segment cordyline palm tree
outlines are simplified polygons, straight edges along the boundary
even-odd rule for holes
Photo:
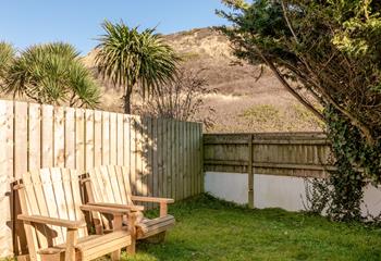
[[[7,72],[15,58],[15,50],[12,45],[0,41],[0,86],[4,83]]]
[[[3,90],[39,103],[94,108],[99,87],[71,45],[52,42],[27,48],[7,72]]]
[[[142,87],[143,97],[155,90],[160,94],[158,87],[173,79],[179,58],[155,29],[139,33],[137,27],[109,21],[101,26],[106,34],[97,46],[98,72],[115,87],[124,88],[124,112],[130,114],[134,87]]]

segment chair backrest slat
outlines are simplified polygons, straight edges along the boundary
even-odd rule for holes
[[[74,170],[51,167],[41,169],[23,176],[28,214],[58,217],[63,220],[84,220],[79,181]],[[44,225],[35,227],[38,248],[63,244],[66,229],[60,226]],[[87,235],[86,227],[78,231],[78,236]]]
[[[127,167],[103,165],[91,170],[88,175],[95,201],[133,204]]]

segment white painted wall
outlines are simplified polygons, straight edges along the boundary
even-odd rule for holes
[[[239,204],[248,203],[247,174],[205,173],[205,190],[214,197]],[[306,200],[303,177],[254,174],[254,204],[258,209],[281,208],[288,211],[304,210]],[[362,212],[381,212],[381,188],[368,186],[364,196]]]
[[[247,203],[247,174],[207,172],[205,190],[217,198]]]

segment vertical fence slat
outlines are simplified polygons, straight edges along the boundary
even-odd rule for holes
[[[175,171],[175,159],[174,159],[174,153],[175,153],[175,138],[174,138],[174,121],[170,121],[170,165],[171,165],[171,179],[172,179],[172,194],[171,198],[176,198],[176,171]]]
[[[2,190],[10,190],[10,176],[21,177],[29,169],[62,166],[83,172],[109,164],[128,167],[137,195],[179,200],[200,190],[197,124],[26,102],[0,101],[0,145],[4,148],[0,170],[7,173],[0,176]],[[56,196],[63,195],[61,187],[54,187],[56,191]],[[1,221],[12,219],[15,211],[0,215]],[[20,227],[16,224],[17,234],[22,234]],[[14,243],[4,243],[1,236],[1,246],[12,251],[9,245]],[[16,250],[25,248],[22,240],[17,239]]]
[[[41,105],[41,166],[53,165],[53,108]]]
[[[94,112],[94,165],[102,164],[102,113]]]
[[[185,164],[184,164],[184,124],[182,122],[179,123],[179,172],[180,172],[180,179],[179,179],[179,187],[180,187],[180,197],[179,199],[184,198],[184,172],[185,172]]]
[[[110,164],[118,164],[116,156],[116,142],[118,142],[118,126],[116,126],[116,113],[110,113]]]
[[[29,104],[28,109],[28,170],[41,166],[41,111],[39,104]]]
[[[152,119],[147,117],[147,138],[146,138],[146,149],[147,149],[147,167],[146,167],[146,186],[147,186],[147,196],[152,197],[152,186],[153,186],[153,142],[152,142]],[[152,203],[148,203],[148,208],[151,209]]]
[[[75,167],[85,171],[85,112],[75,110]]]
[[[153,175],[153,196],[159,197],[159,164],[158,164],[158,120],[152,120],[152,175]]]
[[[102,112],[102,165],[110,164],[110,113]]]
[[[94,167],[94,111],[85,111],[85,170]]]
[[[0,257],[13,253],[13,102],[0,101]]]
[[[168,151],[167,151],[167,134],[168,134],[168,129],[167,129],[167,119],[162,120],[162,136],[161,136],[161,150],[162,150],[162,197],[168,197],[168,181],[169,181],[169,176],[168,176]]]
[[[65,110],[65,167],[75,169],[75,110]]]
[[[134,116],[130,116],[130,132],[131,132],[131,183],[133,194],[136,194],[136,121]]]
[[[28,104],[25,102],[14,102],[14,177],[21,178],[27,172],[28,163],[28,140],[27,140],[27,112]],[[21,214],[19,197],[14,197],[15,208],[14,215]],[[16,243],[19,251],[26,251],[26,237],[23,229],[23,222],[15,222]]]
[[[116,164],[123,165],[123,142],[124,132],[123,132],[123,114],[116,114]]]
[[[65,164],[65,128],[64,110],[62,107],[54,108],[53,119],[53,165],[63,167]]]

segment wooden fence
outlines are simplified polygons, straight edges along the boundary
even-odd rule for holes
[[[322,133],[204,135],[205,171],[323,177],[330,159]]]
[[[0,257],[26,251],[11,183],[29,170],[130,166],[135,194],[202,191],[200,123],[0,100]]]
[[[254,207],[254,175],[324,177],[333,170],[330,142],[322,133],[206,134],[204,170],[247,173]]]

━━━━━━━━

WHAT IS EXPECTED: Edit all of the rows above by replacing "straight edges" with "straight sides" everywhere it appears and leaving the rest of the text unchanged. Omit the pictures from your answer.

OUTPUT OF THE TASK:
segment cordyline palm tree
outlines are simplified polygons, straight sides along the boundary
even-odd rule for holes
Photo:
[[[7,72],[15,58],[15,50],[12,45],[0,41],[0,86],[4,83]]]
[[[3,90],[39,103],[94,108],[99,87],[71,45],[52,42],[27,48],[7,72]]]
[[[142,87],[143,97],[155,90],[160,94],[158,87],[173,79],[179,58],[155,29],[139,33],[137,27],[109,21],[101,26],[106,34],[97,46],[98,72],[115,87],[124,88],[124,112],[130,114],[134,87]]]

segment chair backrest slat
outlines are simplified polygons, straight sides along the boundary
even-odd rule for holes
[[[74,170],[51,167],[41,169],[23,176],[28,214],[58,217],[63,220],[84,220],[79,181]],[[44,225],[35,227],[38,248],[63,244],[66,229],[60,226]],[[87,235],[86,227],[78,231],[78,236]]]
[[[127,167],[103,165],[91,170],[88,175],[95,201],[133,204]]]

segment white painted wall
outlines are simplified polygons, straight sides along the boundary
even-odd rule for holes
[[[239,204],[248,203],[247,174],[205,173],[205,190],[214,197]],[[306,200],[303,177],[254,174],[254,204],[258,209],[281,208],[288,211],[304,210]],[[362,212],[381,212],[381,188],[368,186],[364,196]]]
[[[247,203],[247,174],[207,172],[205,190],[217,198]]]

segment vertical fence slat
outlines are simplified polygons, straight sides along the boundary
even-odd rule for holes
[[[175,171],[175,159],[174,159],[174,153],[175,153],[175,138],[174,138],[174,121],[170,121],[170,165],[171,165],[171,179],[172,179],[172,194],[171,198],[176,198],[176,171]]]
[[[2,190],[10,190],[10,176],[21,177],[29,169],[62,166],[83,172],[109,164],[128,167],[137,195],[179,200],[200,190],[197,124],[26,102],[0,101],[0,145],[4,148],[0,170],[7,173],[0,176]],[[56,196],[63,195],[61,187],[54,187],[56,191]],[[1,221],[12,219],[15,211],[0,215]],[[20,227],[16,224],[17,234],[22,234]],[[14,243],[4,243],[1,236],[1,246],[12,251],[9,245]],[[16,250],[25,248],[22,240],[17,239]]]
[[[41,105],[41,166],[53,165],[53,108]]]
[[[94,112],[94,165],[102,164],[102,113]]]
[[[185,164],[184,164],[184,124],[182,122],[179,123],[179,172],[180,172],[180,179],[179,179],[179,187],[180,187],[180,197],[179,199],[184,198],[184,172],[185,172]]]
[[[110,164],[118,164],[116,156],[116,142],[118,142],[118,126],[116,126],[116,113],[110,113]]]
[[[29,104],[28,109],[28,170],[41,166],[41,111],[39,104]]]
[[[152,119],[147,117],[147,138],[146,138],[146,149],[147,149],[147,167],[146,167],[146,186],[147,186],[147,196],[152,197],[152,186],[153,186],[153,142],[152,142]],[[152,203],[148,203],[148,208],[151,209]]]
[[[75,167],[85,171],[85,112],[75,110]]]
[[[153,175],[153,196],[159,197],[159,164],[158,164],[158,120],[152,120],[152,175]]]
[[[102,112],[102,165],[110,164],[110,113]]]
[[[94,167],[94,111],[85,111],[85,170]]]
[[[0,257],[13,253],[13,102],[0,101]]]
[[[168,151],[167,151],[167,134],[168,134],[168,129],[167,129],[167,119],[162,120],[162,136],[161,136],[161,150],[162,150],[162,197],[168,197],[168,181],[169,181],[169,176],[168,176]]]
[[[65,110],[65,167],[75,169],[75,110]]]
[[[134,116],[130,116],[130,132],[131,132],[131,183],[133,194],[136,194],[136,121]]]
[[[28,104],[25,102],[14,102],[14,177],[21,178],[27,172],[28,163],[28,140],[27,140],[27,112]],[[21,214],[19,197],[14,197],[15,208],[14,215]],[[16,243],[19,251],[26,251],[26,237],[23,229],[23,222],[15,222]]]
[[[116,164],[123,165],[123,142],[124,132],[123,132],[123,114],[116,114]]]
[[[65,164],[65,128],[64,110],[62,107],[54,108],[53,119],[53,165],[63,167]]]

segment wooden fence
outlines are simplified polygons, straight sides along the boundary
even-odd rule for holes
[[[322,133],[204,135],[205,171],[323,177],[330,159]]]
[[[0,257],[26,251],[11,183],[29,170],[130,166],[135,194],[202,191],[200,123],[0,100]]]
[[[254,207],[254,175],[324,177],[333,170],[330,142],[322,133],[206,134],[204,170],[247,173]]]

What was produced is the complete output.